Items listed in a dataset
——
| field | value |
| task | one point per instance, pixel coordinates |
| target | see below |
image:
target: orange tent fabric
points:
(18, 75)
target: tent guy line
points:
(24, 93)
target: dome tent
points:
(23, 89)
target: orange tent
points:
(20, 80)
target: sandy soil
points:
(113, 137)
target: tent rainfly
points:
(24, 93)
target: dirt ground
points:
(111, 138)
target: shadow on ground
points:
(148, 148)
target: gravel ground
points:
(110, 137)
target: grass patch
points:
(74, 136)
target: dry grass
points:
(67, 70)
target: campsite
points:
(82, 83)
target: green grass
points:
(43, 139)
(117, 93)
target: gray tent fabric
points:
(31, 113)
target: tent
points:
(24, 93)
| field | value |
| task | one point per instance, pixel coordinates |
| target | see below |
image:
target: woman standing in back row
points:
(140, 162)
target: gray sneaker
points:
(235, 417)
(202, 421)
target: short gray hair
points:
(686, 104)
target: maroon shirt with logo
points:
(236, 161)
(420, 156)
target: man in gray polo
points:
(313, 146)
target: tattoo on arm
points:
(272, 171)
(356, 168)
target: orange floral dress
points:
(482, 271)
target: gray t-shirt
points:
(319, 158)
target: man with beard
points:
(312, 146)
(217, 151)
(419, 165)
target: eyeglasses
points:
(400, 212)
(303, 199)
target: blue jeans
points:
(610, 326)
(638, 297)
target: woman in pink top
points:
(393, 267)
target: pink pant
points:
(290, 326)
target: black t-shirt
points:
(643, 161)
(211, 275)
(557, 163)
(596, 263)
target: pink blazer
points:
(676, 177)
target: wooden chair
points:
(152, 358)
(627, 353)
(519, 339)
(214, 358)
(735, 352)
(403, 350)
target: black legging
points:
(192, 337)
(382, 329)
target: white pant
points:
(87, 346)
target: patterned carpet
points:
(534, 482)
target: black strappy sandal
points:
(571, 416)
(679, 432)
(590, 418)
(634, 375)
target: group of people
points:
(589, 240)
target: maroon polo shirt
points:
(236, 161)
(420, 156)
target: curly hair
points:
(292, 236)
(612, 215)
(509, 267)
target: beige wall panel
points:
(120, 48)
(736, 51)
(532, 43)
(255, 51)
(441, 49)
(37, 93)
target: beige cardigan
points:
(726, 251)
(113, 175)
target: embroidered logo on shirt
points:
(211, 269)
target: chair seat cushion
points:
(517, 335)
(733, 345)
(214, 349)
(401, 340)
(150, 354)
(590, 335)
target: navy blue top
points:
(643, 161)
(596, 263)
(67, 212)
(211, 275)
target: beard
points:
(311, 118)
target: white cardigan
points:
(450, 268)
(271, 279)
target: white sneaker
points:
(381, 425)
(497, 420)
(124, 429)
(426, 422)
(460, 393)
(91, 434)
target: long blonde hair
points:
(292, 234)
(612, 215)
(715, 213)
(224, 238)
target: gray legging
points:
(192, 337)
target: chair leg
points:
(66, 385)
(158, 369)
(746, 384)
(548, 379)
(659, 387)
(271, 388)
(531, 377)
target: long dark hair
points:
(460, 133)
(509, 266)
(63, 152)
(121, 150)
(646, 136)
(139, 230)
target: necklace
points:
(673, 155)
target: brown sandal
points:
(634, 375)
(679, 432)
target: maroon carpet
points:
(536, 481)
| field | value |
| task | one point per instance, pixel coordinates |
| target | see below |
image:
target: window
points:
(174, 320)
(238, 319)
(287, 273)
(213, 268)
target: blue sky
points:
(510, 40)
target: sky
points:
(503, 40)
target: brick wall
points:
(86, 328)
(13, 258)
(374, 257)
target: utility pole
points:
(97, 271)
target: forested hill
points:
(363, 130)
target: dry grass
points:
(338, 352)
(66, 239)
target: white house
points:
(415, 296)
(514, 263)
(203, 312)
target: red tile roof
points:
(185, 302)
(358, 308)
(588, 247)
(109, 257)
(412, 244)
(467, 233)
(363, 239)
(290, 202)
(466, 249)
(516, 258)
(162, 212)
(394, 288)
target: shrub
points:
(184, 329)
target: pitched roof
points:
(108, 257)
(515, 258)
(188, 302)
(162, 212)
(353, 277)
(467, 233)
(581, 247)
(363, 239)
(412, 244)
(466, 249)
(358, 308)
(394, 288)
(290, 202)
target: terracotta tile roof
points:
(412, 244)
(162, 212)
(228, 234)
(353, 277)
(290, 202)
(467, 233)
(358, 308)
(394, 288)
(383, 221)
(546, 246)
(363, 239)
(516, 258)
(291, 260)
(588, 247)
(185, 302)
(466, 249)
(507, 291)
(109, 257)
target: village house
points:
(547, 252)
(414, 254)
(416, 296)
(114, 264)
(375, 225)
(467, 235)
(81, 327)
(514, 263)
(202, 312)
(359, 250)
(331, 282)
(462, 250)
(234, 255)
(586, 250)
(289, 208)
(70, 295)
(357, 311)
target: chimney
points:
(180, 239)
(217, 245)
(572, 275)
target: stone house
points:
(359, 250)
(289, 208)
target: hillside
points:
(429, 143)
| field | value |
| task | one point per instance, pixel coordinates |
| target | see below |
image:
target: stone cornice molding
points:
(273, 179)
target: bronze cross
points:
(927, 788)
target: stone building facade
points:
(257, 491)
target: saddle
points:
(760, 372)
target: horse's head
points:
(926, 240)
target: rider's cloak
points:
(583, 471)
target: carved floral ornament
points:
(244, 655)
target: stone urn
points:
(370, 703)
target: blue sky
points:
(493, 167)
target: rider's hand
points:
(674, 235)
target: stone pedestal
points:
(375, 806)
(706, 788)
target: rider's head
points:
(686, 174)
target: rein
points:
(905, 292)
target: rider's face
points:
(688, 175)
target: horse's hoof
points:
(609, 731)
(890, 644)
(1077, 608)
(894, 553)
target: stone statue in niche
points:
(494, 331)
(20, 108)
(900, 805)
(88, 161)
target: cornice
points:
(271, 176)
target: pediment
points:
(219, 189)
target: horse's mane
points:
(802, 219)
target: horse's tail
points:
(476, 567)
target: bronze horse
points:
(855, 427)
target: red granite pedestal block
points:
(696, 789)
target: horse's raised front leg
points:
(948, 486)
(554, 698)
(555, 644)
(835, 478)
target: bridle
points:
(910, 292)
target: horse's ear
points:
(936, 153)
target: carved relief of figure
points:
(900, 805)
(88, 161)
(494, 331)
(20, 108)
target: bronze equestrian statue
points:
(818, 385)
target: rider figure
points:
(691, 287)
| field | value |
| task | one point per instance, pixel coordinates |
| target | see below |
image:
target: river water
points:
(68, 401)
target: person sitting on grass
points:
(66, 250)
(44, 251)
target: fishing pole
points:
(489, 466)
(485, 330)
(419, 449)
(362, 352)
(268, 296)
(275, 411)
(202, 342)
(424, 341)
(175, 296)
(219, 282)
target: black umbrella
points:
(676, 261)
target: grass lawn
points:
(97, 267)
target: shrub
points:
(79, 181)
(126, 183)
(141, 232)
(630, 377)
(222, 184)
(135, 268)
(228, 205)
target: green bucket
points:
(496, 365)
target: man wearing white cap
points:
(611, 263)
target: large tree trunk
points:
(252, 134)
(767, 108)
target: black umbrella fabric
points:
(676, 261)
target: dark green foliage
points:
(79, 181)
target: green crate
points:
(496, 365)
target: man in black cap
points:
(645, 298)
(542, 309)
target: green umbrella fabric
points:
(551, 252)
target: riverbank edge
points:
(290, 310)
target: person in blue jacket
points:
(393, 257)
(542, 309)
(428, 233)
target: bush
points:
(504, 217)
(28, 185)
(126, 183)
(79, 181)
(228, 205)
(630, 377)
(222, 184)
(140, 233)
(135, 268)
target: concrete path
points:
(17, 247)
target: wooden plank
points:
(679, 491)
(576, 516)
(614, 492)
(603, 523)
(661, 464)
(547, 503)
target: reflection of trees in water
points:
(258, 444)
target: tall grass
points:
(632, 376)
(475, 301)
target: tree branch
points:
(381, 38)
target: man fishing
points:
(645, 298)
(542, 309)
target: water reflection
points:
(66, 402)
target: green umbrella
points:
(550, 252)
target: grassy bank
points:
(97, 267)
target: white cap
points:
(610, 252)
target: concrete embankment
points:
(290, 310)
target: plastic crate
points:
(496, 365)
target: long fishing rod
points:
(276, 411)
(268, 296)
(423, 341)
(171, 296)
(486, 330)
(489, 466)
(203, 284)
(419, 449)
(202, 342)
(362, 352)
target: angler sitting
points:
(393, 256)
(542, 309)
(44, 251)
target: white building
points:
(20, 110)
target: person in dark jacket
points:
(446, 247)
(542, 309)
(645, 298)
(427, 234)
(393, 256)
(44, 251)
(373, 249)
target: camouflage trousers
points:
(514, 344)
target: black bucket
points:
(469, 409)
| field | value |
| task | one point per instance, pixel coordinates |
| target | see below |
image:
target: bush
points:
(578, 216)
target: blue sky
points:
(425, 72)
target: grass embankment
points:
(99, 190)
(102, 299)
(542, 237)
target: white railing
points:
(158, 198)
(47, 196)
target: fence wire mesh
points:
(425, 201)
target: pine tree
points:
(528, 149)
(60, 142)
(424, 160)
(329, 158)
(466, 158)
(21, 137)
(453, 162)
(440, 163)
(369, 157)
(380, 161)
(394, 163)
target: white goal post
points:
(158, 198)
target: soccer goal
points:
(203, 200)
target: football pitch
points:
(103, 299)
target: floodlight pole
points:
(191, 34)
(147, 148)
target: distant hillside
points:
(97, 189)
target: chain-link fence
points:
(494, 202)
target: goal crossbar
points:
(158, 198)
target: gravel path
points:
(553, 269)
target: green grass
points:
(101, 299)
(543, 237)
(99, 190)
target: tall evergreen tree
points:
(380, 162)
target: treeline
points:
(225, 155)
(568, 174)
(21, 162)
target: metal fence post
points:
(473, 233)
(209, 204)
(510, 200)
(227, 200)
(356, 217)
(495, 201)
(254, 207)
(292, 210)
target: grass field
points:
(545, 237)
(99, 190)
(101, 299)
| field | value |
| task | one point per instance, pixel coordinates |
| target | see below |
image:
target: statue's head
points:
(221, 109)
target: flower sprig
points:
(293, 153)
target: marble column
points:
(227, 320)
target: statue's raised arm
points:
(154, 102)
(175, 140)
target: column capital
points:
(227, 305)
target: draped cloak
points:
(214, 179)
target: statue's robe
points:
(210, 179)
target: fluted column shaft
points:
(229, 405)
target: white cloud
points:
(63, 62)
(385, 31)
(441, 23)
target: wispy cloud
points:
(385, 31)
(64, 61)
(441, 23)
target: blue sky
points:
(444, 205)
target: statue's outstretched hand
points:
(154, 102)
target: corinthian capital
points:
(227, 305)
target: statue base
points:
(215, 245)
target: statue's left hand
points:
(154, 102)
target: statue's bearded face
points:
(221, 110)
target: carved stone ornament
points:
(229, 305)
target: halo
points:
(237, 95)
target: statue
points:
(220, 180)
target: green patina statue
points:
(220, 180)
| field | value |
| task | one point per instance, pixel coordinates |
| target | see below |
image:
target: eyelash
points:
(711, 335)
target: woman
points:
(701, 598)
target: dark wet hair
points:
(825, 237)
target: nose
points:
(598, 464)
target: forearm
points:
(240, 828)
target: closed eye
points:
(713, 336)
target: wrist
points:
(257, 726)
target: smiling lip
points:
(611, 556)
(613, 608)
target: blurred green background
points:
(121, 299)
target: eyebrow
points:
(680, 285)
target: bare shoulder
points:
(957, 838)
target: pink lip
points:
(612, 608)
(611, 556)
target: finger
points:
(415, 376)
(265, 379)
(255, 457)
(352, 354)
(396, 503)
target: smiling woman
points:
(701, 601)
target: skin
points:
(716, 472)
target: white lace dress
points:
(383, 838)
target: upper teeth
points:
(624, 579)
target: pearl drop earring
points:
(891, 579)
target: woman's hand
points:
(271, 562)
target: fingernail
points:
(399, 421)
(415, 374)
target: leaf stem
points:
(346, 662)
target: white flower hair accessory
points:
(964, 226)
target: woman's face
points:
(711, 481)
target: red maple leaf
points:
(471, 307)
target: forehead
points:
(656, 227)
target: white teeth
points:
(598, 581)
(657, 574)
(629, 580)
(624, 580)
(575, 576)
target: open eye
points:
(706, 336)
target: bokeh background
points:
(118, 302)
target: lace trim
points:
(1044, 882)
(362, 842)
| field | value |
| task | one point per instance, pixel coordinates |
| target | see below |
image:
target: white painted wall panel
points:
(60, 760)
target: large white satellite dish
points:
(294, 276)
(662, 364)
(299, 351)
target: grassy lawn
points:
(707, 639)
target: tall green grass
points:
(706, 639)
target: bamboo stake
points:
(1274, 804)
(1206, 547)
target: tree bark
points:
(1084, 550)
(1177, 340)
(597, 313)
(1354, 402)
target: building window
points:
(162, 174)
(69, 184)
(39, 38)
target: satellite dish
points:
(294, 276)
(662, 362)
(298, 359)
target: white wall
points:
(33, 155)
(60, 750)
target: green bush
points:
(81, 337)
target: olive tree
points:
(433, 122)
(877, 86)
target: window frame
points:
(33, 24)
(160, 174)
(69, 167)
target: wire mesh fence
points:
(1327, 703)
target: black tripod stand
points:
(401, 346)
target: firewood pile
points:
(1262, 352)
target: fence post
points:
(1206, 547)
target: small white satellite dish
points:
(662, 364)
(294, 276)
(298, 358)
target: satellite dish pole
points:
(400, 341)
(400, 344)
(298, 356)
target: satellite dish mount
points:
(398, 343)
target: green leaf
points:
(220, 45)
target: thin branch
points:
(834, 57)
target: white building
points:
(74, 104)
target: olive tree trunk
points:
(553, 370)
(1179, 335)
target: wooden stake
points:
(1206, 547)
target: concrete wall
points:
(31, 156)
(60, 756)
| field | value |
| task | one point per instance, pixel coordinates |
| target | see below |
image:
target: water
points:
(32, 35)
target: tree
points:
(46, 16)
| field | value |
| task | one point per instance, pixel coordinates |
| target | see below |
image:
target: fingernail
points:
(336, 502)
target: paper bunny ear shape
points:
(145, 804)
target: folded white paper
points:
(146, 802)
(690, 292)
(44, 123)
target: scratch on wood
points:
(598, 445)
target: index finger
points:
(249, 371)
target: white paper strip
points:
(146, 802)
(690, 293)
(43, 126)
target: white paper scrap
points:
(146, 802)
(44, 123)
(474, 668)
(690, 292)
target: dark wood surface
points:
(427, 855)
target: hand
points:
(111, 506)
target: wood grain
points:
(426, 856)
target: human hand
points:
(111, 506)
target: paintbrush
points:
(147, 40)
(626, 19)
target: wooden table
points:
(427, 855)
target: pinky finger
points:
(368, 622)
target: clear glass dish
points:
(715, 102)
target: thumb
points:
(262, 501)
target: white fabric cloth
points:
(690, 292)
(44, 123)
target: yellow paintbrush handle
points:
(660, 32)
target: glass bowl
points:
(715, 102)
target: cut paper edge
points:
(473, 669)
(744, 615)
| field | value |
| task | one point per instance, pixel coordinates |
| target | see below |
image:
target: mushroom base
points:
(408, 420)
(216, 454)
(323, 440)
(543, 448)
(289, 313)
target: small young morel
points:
——
Work to complete
Copy, character for character, the lines from the line that holds "target: concrete wall" through the final line of the records above.

Solution to this exercise
target: concrete wall
points:
(31, 156)
(60, 756)
| field | value |
| task | one point per instance, pixel coordinates |
| target | see below |
image:
target: water
points:
(32, 35)
target: tree
points:
(46, 16)
| field | value |
| task | one point per instance, pixel coordinates |
| target | see below |
image:
target: fingernail
points:
(336, 502)
target: paper bunny ear shape
points:
(145, 804)
target: folded white paper
points:
(146, 802)
(690, 292)
(44, 123)
target: scratch on wood
points:
(598, 445)
target: index finger
points:
(249, 371)
target: white paper strip
points:
(146, 802)
(690, 293)
(43, 126)
target: white paper scrap
points:
(146, 802)
(44, 123)
(474, 668)
(690, 292)
target: dark wood surface
points:
(427, 855)
target: hand
points:
(111, 506)
target: wood grain
points:
(426, 856)
target: human hand
points:
(111, 506)
target: paintbrush
points:
(147, 40)
(626, 19)
target: wooden table
points:
(427, 855)
target: pinky finger
points:
(368, 622)
target: clear glass dish
points:
(715, 102)
target: thumb
points:
(262, 501)
target: white fabric cloth
points:
(690, 292)
(44, 123)
target: yellow paintbrush handle
points:
(660, 32)
target: glass bowl
points:
(715, 102)
target: cut paper edge
points:
(473, 669)
(744, 615)
| field | value |
| task | one point per instance, pixel coordinates |
| target | see below |
image:
target: mushroom base
points:
(408, 420)
(216, 454)
(323, 440)
(543, 448)
(289, 313)
target: small young morel
points:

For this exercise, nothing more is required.